***** SOURCE MATERIAL
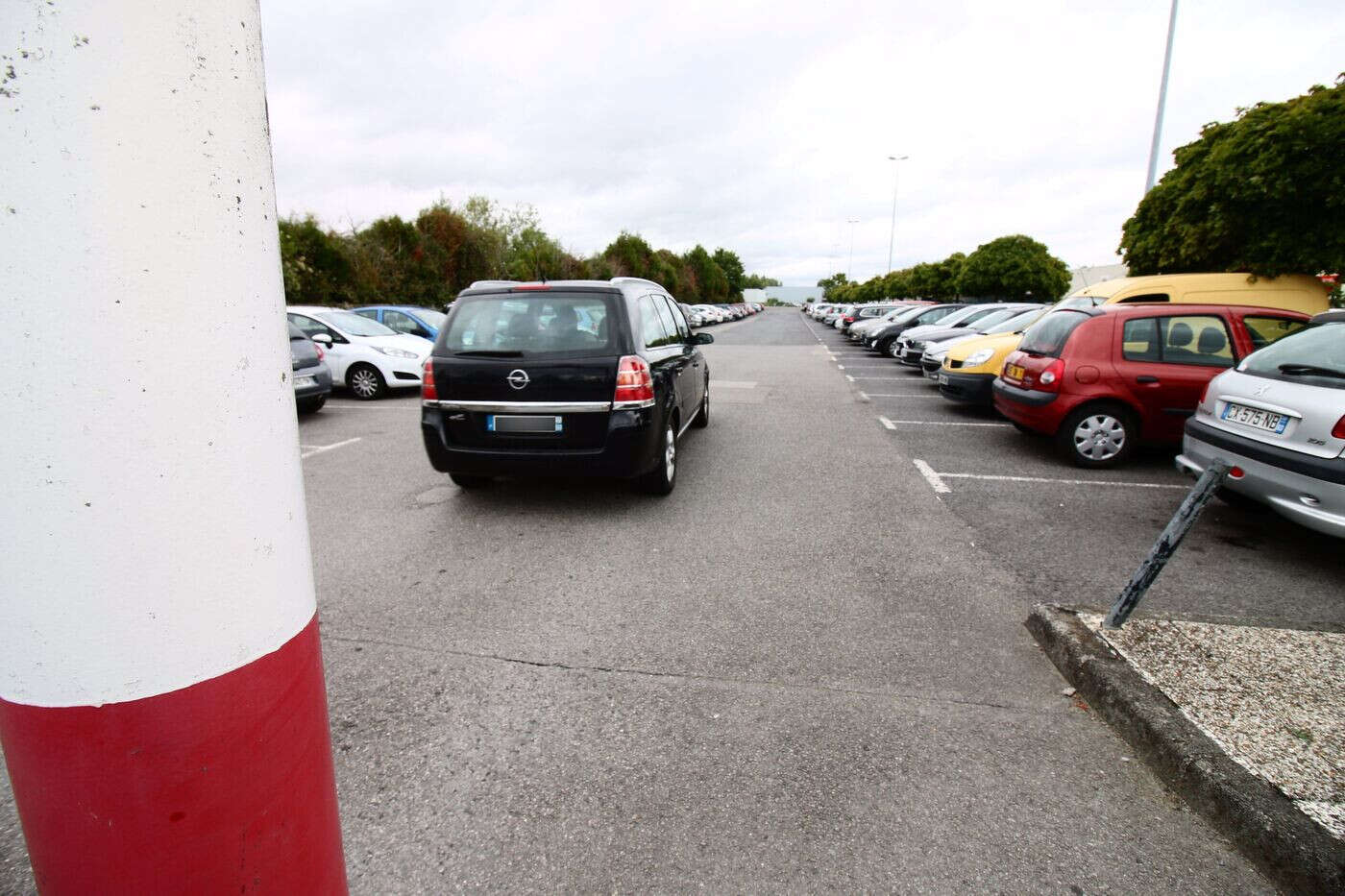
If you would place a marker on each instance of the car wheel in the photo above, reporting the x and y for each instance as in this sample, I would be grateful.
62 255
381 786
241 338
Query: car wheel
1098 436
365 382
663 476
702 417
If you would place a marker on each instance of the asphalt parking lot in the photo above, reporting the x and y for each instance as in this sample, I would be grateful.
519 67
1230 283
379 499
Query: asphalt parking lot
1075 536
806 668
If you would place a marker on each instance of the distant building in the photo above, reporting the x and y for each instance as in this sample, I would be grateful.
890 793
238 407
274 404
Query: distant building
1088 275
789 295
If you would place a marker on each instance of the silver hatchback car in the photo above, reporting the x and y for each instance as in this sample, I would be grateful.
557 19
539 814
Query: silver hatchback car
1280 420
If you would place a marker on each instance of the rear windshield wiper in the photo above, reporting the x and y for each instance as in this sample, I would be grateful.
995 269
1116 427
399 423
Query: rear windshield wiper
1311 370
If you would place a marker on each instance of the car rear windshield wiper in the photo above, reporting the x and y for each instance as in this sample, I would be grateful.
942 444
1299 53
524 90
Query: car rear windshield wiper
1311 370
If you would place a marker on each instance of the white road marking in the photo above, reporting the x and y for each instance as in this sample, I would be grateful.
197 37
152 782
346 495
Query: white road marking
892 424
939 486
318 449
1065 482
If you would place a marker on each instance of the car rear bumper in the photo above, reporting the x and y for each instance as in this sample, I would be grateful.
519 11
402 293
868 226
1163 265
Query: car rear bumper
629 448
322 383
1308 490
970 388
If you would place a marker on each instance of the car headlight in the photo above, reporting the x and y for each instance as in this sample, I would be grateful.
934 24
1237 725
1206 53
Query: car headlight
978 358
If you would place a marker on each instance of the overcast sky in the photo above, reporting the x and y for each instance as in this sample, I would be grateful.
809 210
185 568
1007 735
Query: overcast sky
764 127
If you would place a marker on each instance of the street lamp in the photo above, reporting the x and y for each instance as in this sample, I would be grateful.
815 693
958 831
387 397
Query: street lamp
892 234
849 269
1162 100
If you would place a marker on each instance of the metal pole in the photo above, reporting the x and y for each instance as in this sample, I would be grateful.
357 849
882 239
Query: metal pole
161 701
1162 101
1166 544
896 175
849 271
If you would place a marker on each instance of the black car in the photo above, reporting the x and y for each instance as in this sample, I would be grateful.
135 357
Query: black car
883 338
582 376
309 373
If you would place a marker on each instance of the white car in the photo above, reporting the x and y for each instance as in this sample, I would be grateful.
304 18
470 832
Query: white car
**********
Retype all the entries word for word; the pictures stay out.

If you would place a marker on each instance of the car wheel in the photo above, reporting the x and y for each instance as in this sample, I would be grateful.
62 255
381 786
241 338
Query: car wheel
1098 436
365 382
663 476
702 417
If you would place a marker on each instance of the asphalt parking lot in the photo above, reporting the x and y for each instance as in this sample, I would be grateful.
519 67
1230 283
379 499
Query: asphalt parking lot
1075 536
806 668
If you would place a marker on each instance of the distant building in the photo above, reporting the x and y for each instance as in this sample, I would be grateful.
890 793
238 407
274 404
Query: distant building
1088 275
789 295
If you would place a marker on each instance of the silver hatchback car in the photo above, reporting the x and y for each instance as in this sample, I would be grateful.
557 19
539 814
Query: silver hatchback car
1280 420
If you would place a marker on each instance of the rear windshield wiper in the photo above, reporting the x and y for each instance as in this sample, I would be grateful.
995 269
1116 427
399 423
Query: rear windshield wiper
1311 370
If you would place a marker on each instance of the car rear windshield wiper in the photo above, reporting the x and y for each instance as in this sample, I would be grateful.
942 444
1299 53
524 90
Query: car rear windshield wiper
1311 370
If you would place a marker on each instance of the white road marking in the photo above, reporting the x and y for each instance as in this sample, I would be grateful.
197 37
152 782
346 495
Query: white road marking
892 424
939 486
318 449
1065 482
If you would place a marker on each instance of the car rear bumper in the photo above, reporting the x and y for each instance as in this sample, I would be grateful.
519 11
402 293
868 226
1163 265
Query: car rear bumper
629 448
322 383
1308 490
970 388
If you would place a marker on each instance of the car headlight in the photo above, reporting the x and y for each instance as in this sample, I would be grateful.
934 24
1237 725
1206 53
Query: car headlight
978 358
If you would place a marker on each instance of the overcast sky in the photo above, reporting the x and y for each instance as in this sample, I would be grateful.
809 210
185 568
1007 735
Query: overcast sky
764 127
If you would place a marker on each instance of the street lamp in the photo above, reporting the x and y for each instance as in this sample, I would be grateful.
815 693
958 831
387 397
Query: street lamp
892 234
849 269
1162 100
If you would place a marker on each instance of the metal pole in the photo above, reporting the x and y for each instance as in this sample, I would be grateful.
357 849
882 239
Query: metal pole
161 701
1162 101
1166 544
896 175
849 271
If you would place a marker on each instance of the black car in the photo above, reporting the x and y for each instance as in this sample, I would be grateful.
135 357
Query: black car
883 338
582 376
309 373
If you would place a marker on each instance of the white car in the photo above, reporting the x and y for each instance as in this sample, I would be grateful.
304 18
470 832
Query: white car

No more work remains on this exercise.